--- start Text segment ---

Subscribe Contact

Home  »  Chapter 2 : Programming Basics
Data & Data Types

The word data is used in many contexts to mean different things. In the context of this study of Python, data are units of information. Often the words data and information are used interchangeably, but they are not the same thing. The common academic definition of information is that which is conveyed or represented by a particular arrangement or sequence of symbols. Notice that data is referred to as plural, "data are units." The singular form of data is datum.

Concept: Data

Data refers to raw facts, figures, and details collected from various sources, which, when processed and analyzed, becomes meaningful information. It can exist in various forms, such as numbers, text, bits and bytes, images, and sounds. Data is a fundamental element in computing and information sciences, used for analysis, decision-making, and creating strategies in various fields like business, science, technology, and social studies. In its raw form, data might seem random or disconnected, but through processing and analysis, it can reveal patterns, insights, and trends. The significance of data has grown immensely in the digital age, where vast amounts of it are generated and used every day, leading to the development of fields like data science and big data analytics, which focus on extracting meaningful information and knowledge from large and complex datasets.


The symbols that we use to represent information are things like alphabetic words, numbers, etc. For example, if someone asked you your age and you responded "I am 25 years old," you have conveyed information to them regarding the number of years since your birth. The key symbol here is the number 25. In programming, we would call the symbol 25 a datum. If five people were asked their ages and we wrote down each one, the set of five numbers we ended up with would be the data (plural) that represents the ages of that group of people.

As programmers, we work with data in most programs that we write. We need to understand what data is, how our programs will receive data (input), what form the data will be in, such as text, numbers, images, video, etc. (data types), what actions we need to perform on that data (algorithms & processing) and what we need to do with the results of those actions (output). This diagram represents the common flow of data through a program that processes data:



Input: When we write programs that work with data, we can receive that data in many different ways. For example, we can prompt the user to enter values (such as in a data entry application), we can read data from a file that is stored on the computer hard drive, we can query a database to select data from its tables, we can receive data from hardware devices, from the Internet, from the computer keyboard, mouse, trackpad, sensors, and the list goes on and on.

Data Types: Each item of data has a type, called its data type. The type informs us how we can work with that item of data. For example, an item of data can be a number, such as an integer (a counting number) or a decimal value with decimal digits that indicates fractional portions of a whole number. We can use numeric data to perform calculations. A data item can be alphanumeric, that is, a sequence of alphabetic letters and numbers, such as abc123. In Python we call these alphanumeric sequences strings. We cannot perform calculations with alphanumeric data. We can however manipulate strings in other ways, such as change their case (upper/lower), search them for substrings, concatenate them together to create longer strings, etc.

--- end Text segment ---
--- start Data listing ---

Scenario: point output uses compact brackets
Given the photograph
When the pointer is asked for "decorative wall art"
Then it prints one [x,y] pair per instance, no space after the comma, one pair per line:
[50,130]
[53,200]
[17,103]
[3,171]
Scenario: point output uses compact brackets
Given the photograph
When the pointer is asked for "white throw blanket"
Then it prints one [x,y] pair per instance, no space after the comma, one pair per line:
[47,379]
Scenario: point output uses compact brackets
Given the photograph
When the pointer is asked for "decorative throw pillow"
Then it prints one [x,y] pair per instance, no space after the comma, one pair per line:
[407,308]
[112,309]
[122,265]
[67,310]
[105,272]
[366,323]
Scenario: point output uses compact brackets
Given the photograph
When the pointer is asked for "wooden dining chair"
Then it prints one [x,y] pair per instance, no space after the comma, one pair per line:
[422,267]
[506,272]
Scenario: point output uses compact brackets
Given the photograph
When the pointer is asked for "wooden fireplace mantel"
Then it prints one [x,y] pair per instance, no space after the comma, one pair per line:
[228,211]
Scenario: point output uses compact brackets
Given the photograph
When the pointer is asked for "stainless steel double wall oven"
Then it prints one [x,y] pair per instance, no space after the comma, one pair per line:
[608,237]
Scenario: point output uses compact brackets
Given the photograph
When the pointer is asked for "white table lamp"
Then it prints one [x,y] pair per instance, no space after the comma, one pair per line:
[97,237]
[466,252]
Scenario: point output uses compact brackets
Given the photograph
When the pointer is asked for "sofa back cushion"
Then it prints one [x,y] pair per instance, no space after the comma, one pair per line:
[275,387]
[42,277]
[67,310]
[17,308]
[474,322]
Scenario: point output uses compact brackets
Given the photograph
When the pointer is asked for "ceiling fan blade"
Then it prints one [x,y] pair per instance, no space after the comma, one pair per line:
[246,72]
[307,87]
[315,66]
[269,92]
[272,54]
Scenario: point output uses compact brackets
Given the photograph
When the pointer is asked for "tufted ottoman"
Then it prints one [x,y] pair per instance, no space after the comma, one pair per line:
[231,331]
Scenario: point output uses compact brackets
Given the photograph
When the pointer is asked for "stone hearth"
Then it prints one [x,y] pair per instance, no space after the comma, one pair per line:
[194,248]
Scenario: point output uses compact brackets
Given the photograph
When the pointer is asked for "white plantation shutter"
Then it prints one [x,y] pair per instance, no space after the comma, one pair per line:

--- end Data listing ---

_Exercise_.
Using the text on data and data types, answer these:
(a) What is the singular form of the word data?
(b) What does Python call alphanumeric sequences such as abc123?
(c) In the age example, which number is the key symbol?
The items come from a separate source and aren't part of the text on data.

_Solution to the exercise_.
(a) Datum
(b) Strings
(c) 25